::: ENTRIES

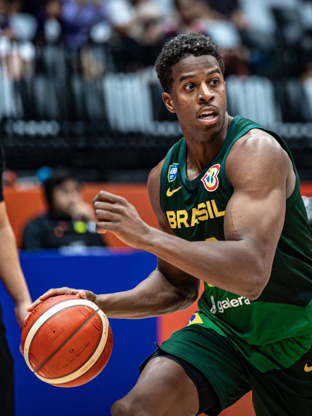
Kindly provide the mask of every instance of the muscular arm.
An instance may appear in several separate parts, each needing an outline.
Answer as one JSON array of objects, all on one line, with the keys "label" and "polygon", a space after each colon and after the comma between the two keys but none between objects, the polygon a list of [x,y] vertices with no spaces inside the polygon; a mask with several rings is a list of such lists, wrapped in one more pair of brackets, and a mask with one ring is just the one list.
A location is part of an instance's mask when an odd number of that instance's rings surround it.
[{"label": "muscular arm", "polygon": [[98,231],[111,231],[189,275],[256,299],[270,274],[291,173],[289,158],[277,142],[262,131],[251,132],[233,145],[227,160],[234,192],[225,210],[226,241],[189,242],[149,227],[126,201],[105,192],[99,201],[106,202],[95,204]]},{"label": "muscular arm", "polygon": [[22,327],[31,300],[20,268],[15,236],[3,201],[0,202],[0,279],[15,304],[16,319]]},{"label": "muscular arm", "polygon": [[[163,162],[150,173],[150,200],[162,234],[173,235],[159,205],[160,172]],[[135,319],[158,316],[188,308],[198,296],[199,281],[161,258],[157,267],[134,289],[100,295],[108,317]]]}]

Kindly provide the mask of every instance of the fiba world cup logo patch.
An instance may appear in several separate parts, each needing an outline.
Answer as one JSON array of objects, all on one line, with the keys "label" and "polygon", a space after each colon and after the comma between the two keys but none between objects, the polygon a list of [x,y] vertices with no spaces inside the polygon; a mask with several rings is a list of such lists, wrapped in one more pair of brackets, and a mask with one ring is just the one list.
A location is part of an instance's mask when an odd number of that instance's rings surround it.
[{"label": "fiba world cup logo patch", "polygon": [[176,174],[178,173],[178,163],[173,163],[169,166],[168,182],[173,182],[176,179]]},{"label": "fiba world cup logo patch", "polygon": [[218,187],[219,178],[218,175],[220,170],[219,164],[214,165],[211,168],[209,168],[203,177],[201,179],[206,188],[210,192],[215,191]]}]

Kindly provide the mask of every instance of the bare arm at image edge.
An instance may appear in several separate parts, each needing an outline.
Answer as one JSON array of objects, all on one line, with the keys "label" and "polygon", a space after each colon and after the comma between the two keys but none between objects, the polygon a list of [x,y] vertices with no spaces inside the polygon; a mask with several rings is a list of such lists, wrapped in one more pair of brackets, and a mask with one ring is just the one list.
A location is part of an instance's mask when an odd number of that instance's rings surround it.
[{"label": "bare arm at image edge", "polygon": [[[1,170],[0,178],[2,173]],[[24,319],[28,314],[27,308],[31,299],[21,268],[15,236],[7,217],[1,181],[0,184],[0,280],[15,304],[15,317],[22,328]]]}]

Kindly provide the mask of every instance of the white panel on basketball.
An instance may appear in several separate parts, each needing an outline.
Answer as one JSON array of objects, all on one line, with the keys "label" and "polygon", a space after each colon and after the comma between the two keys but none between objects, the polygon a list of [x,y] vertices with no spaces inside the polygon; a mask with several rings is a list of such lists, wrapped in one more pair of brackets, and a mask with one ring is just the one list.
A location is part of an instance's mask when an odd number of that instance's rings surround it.
[{"label": "white panel on basketball", "polygon": [[36,376],[42,381],[49,383],[50,384],[61,384],[63,383],[67,383],[72,381],[75,379],[81,376],[85,373],[88,371],[96,363],[105,348],[107,340],[108,335],[109,322],[104,313],[93,302],[85,299],[73,299],[68,300],[64,300],[62,302],[54,305],[48,310],[46,311],[40,317],[29,330],[25,340],[24,349],[25,361],[28,367],[33,372],[35,372],[30,362],[29,353],[32,339],[40,327],[45,322],[48,321],[50,318],[56,313],[72,306],[88,306],[96,312],[102,320],[103,327],[102,334],[98,345],[92,355],[84,363],[82,366],[76,371],[67,376],[59,377],[57,379],[47,379],[39,375],[37,373],[35,374]]}]

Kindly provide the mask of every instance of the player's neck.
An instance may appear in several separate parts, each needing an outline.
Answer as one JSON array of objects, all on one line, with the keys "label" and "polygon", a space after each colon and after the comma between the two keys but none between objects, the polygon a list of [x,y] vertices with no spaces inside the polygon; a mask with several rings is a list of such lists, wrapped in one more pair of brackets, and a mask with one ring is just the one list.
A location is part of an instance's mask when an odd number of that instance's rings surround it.
[{"label": "player's neck", "polygon": [[214,134],[209,135],[209,132],[203,131],[201,134],[196,134],[196,136],[194,132],[192,132],[191,135],[184,135],[187,146],[186,171],[188,179],[192,180],[198,176],[218,153],[233,119],[233,117],[227,113],[224,125]]}]

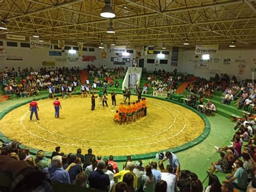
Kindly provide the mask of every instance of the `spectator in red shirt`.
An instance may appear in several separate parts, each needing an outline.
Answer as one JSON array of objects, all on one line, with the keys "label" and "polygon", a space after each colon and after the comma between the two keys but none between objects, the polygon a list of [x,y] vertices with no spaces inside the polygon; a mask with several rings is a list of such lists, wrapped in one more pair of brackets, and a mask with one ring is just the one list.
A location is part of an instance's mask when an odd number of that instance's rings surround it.
[{"label": "spectator in red shirt", "polygon": [[62,108],[60,102],[59,101],[59,98],[57,98],[56,100],[53,102],[53,106],[55,109],[55,118],[59,118],[59,108]]},{"label": "spectator in red shirt", "polygon": [[33,113],[34,113],[36,114],[36,119],[39,120],[38,114],[37,114],[37,110],[39,111],[39,108],[37,105],[37,102],[36,101],[36,99],[33,98],[33,101],[30,102],[29,110],[31,112],[30,113],[30,120],[32,120]]},{"label": "spectator in red shirt", "polygon": [[116,162],[113,161],[114,158],[113,157],[113,155],[110,155],[109,156],[109,161],[107,163],[108,164],[112,164],[113,166],[113,169],[114,170],[114,173],[117,173],[119,172],[118,167],[117,167],[117,163]]}]

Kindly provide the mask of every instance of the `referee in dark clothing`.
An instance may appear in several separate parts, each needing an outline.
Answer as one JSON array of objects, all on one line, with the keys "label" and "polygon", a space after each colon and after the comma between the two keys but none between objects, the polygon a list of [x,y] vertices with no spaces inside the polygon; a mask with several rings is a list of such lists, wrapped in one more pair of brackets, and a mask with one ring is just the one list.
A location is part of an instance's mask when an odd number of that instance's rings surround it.
[{"label": "referee in dark clothing", "polygon": [[81,154],[82,149],[80,148],[77,149],[77,156],[78,157],[80,157],[81,159],[81,162],[83,164],[84,162],[84,155]]},{"label": "referee in dark clothing", "polygon": [[92,111],[95,110],[95,98],[97,98],[98,96],[95,96],[94,93],[92,93]]},{"label": "referee in dark clothing", "polygon": [[114,106],[117,106],[117,104],[116,102],[116,95],[117,94],[113,91],[111,93],[111,99],[112,99],[112,106],[113,107],[114,106]]}]

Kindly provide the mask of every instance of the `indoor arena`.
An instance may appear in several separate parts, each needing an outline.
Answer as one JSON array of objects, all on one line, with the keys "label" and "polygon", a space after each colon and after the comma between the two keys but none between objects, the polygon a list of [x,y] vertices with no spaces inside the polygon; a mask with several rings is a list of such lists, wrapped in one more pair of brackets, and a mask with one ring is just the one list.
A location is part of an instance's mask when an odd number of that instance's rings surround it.
[{"label": "indoor arena", "polygon": [[256,191],[255,71],[254,1],[0,0],[0,191]]}]

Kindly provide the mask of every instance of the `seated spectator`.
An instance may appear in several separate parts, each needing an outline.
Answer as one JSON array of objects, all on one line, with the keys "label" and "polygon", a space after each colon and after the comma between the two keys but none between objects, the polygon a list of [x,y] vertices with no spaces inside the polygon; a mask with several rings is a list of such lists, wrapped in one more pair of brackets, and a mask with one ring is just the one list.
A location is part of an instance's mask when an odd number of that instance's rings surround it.
[{"label": "seated spectator", "polygon": [[225,181],[231,182],[235,189],[246,191],[248,175],[243,167],[244,163],[241,160],[236,160],[235,163],[237,168],[237,170],[234,175],[230,175],[227,177],[227,180]]},{"label": "seated spectator", "polygon": [[233,192],[234,188],[230,182],[224,181],[221,186],[222,192]]},{"label": "seated spectator", "polygon": [[90,173],[88,182],[90,188],[109,191],[110,181],[109,176],[102,170],[105,167],[104,161],[100,160],[97,166],[97,170]]},{"label": "seated spectator", "polygon": [[[70,153],[68,155],[68,164],[63,166],[64,169],[66,169],[71,163],[75,163],[77,159],[77,155],[73,153]],[[76,176],[82,172],[82,167],[78,164],[76,164],[74,166],[72,166],[69,170],[69,177],[70,179],[70,182],[73,183],[75,181]]]},{"label": "seated spectator", "polygon": [[64,183],[71,183],[69,172],[62,167],[62,160],[60,155],[56,155],[53,157],[51,161],[51,167],[49,168],[45,168],[44,171],[49,173],[52,181]]},{"label": "seated spectator", "polygon": [[215,175],[210,175],[208,186],[206,187],[205,192],[221,192],[221,184],[219,178]]},{"label": "seated spectator", "polygon": [[[25,153],[25,159],[26,157],[26,154]],[[37,161],[36,164],[39,170],[43,170],[45,167],[49,167],[49,163],[47,161],[43,160],[44,157],[44,154],[43,152],[39,152],[36,154]],[[24,159],[24,160],[25,160]]]},{"label": "seated spectator", "polygon": [[110,155],[108,164],[112,164],[115,172],[114,173],[118,173],[119,170],[118,170],[118,167],[117,167],[117,163],[113,161],[114,161],[114,158],[113,157],[113,155]]},{"label": "seated spectator", "polygon": [[59,147],[59,146],[56,147],[55,148],[55,151],[52,152],[51,159],[52,159],[52,157],[54,157],[55,156],[59,155],[60,152],[60,147]]},{"label": "seated spectator", "polygon": [[223,152],[220,152],[220,153],[221,159],[216,162],[211,163],[213,167],[211,168],[211,171],[207,171],[210,175],[212,175],[216,169],[224,173],[230,172],[230,170],[228,170],[228,162],[226,159],[225,153]]},{"label": "seated spectator", "polygon": [[167,191],[174,191],[177,179],[176,175],[173,174],[173,168],[170,164],[167,164],[166,172],[161,173],[161,180],[166,182]]},{"label": "seated spectator", "polygon": [[124,182],[119,182],[113,187],[112,192],[127,192],[128,187]]},{"label": "seated spectator", "polygon": [[167,191],[167,182],[165,181],[160,180],[156,183],[154,192],[166,192]]},{"label": "seated spectator", "polygon": [[90,163],[90,160],[91,157],[94,157],[95,158],[95,155],[92,154],[92,149],[88,149],[88,154],[84,155],[84,163],[83,166],[83,168],[85,169],[86,167],[91,164]]},{"label": "seated spectator", "polygon": [[137,175],[133,172],[134,168],[134,165],[133,162],[127,162],[126,163],[126,169],[125,170],[122,170],[122,171],[119,172],[118,173],[116,173],[114,175],[114,180],[115,180],[115,182],[117,182],[117,180],[118,179],[120,179],[120,181],[123,181],[123,179],[124,178],[124,175],[127,173],[130,173],[134,177],[133,186],[135,189],[137,186],[138,178],[137,177]]},{"label": "seated spectator", "polygon": [[156,177],[152,173],[151,167],[147,166],[146,173],[142,178],[142,185],[144,192],[151,192],[154,190]]},{"label": "seated spectator", "polygon": [[134,163],[134,168],[133,170],[133,172],[136,175],[137,177],[137,189],[138,191],[142,190],[142,178],[144,175],[144,173],[139,170],[140,167],[140,163],[139,161],[136,162]]},{"label": "seated spectator", "polygon": [[134,177],[130,173],[126,173],[124,175],[123,182],[124,182],[127,184],[129,192],[135,192],[135,188],[134,187]]},{"label": "seated spectator", "polygon": [[76,186],[86,187],[87,179],[88,176],[85,173],[80,173],[76,176],[74,184]]}]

::::::

OBJECTIVE: From the listing above, pull out every line that contains the word "Kindly" and copy those lines without changing them.

EXPECTED ANSWER:
Kindly provide the mask of every instance of the muscular arm.
Kindly provide the mask of every instance of the fiba world cup logo patch.
Kindly provide the mask of every instance of the bare arm at image edge.
Kindly provide the mask of every instance of the white panel on basketball.
Kindly provide the mask of every instance of the player's neck.
Kindly provide the mask of every instance of the `spectator in red shirt`.
Kindly provide the mask of every instance of the `referee in dark clothing`.
Kindly provide the mask of every instance of the `indoor arena`.
Kindly provide the mask of every instance of the `seated spectator`.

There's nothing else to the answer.